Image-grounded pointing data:
>>>

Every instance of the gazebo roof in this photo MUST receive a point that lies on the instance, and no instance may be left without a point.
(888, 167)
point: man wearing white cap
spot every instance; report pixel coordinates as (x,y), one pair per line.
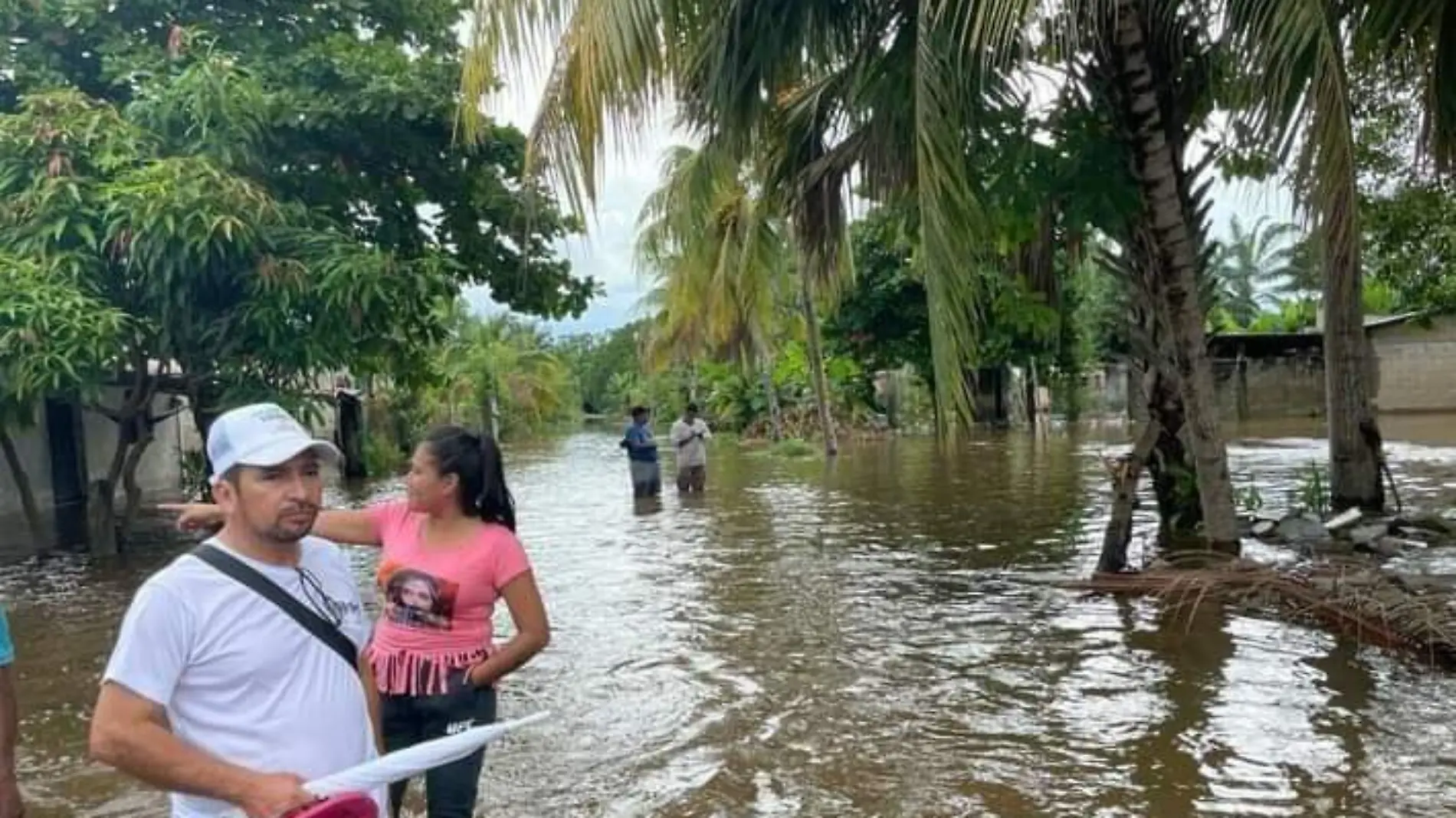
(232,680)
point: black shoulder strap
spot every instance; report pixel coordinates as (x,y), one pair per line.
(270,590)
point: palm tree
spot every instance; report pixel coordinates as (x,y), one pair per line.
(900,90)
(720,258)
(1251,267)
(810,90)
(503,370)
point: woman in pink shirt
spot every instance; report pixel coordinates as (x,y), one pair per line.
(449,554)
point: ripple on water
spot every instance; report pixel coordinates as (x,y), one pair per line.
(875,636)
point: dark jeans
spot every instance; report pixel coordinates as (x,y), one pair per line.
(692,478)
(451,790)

<<<
>>>

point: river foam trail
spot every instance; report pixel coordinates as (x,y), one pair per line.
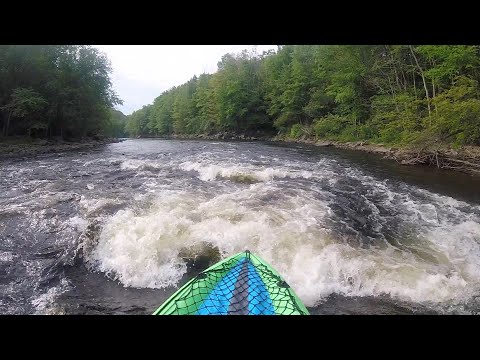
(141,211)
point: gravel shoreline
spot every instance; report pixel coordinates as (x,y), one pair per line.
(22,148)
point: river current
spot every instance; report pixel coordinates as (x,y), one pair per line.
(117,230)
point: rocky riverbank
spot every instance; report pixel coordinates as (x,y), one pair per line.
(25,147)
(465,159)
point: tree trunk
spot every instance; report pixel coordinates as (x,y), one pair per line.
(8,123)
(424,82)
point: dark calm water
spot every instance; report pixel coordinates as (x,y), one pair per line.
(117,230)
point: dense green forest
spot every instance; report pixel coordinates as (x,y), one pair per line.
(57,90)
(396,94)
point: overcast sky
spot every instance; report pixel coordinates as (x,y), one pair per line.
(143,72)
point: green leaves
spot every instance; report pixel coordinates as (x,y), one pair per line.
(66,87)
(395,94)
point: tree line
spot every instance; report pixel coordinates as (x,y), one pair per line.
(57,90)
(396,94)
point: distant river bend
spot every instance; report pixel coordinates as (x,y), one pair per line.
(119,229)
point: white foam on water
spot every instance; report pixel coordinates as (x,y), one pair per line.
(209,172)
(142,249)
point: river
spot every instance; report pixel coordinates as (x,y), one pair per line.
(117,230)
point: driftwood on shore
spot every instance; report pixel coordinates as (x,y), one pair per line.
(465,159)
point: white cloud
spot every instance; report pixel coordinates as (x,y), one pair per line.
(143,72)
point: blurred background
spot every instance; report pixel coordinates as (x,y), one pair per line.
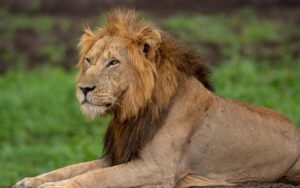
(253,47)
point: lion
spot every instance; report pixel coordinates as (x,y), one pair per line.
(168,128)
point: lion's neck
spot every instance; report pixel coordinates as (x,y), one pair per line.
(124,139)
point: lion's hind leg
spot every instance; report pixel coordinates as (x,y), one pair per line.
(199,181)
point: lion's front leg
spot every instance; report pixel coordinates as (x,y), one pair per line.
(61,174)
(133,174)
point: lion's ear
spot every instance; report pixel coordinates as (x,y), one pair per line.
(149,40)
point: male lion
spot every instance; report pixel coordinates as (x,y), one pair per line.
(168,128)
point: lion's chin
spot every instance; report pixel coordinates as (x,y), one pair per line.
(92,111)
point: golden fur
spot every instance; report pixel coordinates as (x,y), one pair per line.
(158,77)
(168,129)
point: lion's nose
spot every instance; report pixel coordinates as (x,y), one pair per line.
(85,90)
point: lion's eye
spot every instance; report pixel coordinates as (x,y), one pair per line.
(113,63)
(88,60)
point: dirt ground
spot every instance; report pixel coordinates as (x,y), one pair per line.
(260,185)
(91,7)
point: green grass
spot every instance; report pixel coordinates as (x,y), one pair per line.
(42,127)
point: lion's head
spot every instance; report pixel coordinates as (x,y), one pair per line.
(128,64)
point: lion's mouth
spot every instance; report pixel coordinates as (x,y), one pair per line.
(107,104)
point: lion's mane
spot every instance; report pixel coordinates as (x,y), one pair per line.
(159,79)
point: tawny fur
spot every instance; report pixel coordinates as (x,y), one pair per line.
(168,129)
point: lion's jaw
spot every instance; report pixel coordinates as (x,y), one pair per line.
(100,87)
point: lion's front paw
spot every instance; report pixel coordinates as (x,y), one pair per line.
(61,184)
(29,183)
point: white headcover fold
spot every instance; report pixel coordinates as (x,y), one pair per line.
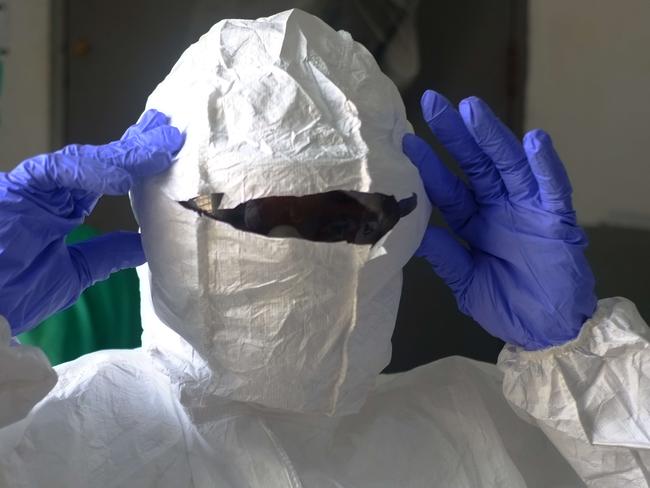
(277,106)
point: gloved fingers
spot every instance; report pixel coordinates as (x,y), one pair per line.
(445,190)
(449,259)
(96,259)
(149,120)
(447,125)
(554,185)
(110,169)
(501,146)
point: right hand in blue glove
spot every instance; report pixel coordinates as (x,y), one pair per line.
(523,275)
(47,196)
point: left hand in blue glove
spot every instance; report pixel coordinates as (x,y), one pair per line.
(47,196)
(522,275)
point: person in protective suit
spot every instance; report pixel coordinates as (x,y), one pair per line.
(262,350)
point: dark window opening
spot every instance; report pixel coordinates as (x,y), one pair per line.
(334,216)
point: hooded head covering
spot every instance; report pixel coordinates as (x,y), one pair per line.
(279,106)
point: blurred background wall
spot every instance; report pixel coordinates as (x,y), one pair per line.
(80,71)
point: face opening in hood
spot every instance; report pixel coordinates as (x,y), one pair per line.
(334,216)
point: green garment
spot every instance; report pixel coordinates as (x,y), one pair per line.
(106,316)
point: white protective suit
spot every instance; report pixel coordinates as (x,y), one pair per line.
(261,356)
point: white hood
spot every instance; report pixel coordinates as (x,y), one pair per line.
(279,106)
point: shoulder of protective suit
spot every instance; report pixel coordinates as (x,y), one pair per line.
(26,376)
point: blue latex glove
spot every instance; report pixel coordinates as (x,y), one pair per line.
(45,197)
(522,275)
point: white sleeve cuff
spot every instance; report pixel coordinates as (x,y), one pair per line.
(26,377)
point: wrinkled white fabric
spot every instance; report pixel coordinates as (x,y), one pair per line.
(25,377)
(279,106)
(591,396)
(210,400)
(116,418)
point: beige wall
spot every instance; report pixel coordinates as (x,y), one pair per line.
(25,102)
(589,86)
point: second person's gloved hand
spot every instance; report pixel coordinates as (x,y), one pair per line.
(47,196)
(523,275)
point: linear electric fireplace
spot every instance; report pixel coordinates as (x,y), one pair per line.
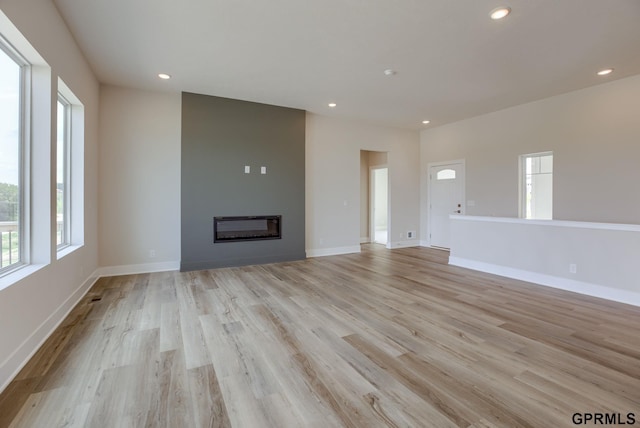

<<<

> [What is required]
Out of the data above, return each line where the word "green" can be found.

> [Task result]
point: dense green forest
point: green leaves
point: green grass
point: green garment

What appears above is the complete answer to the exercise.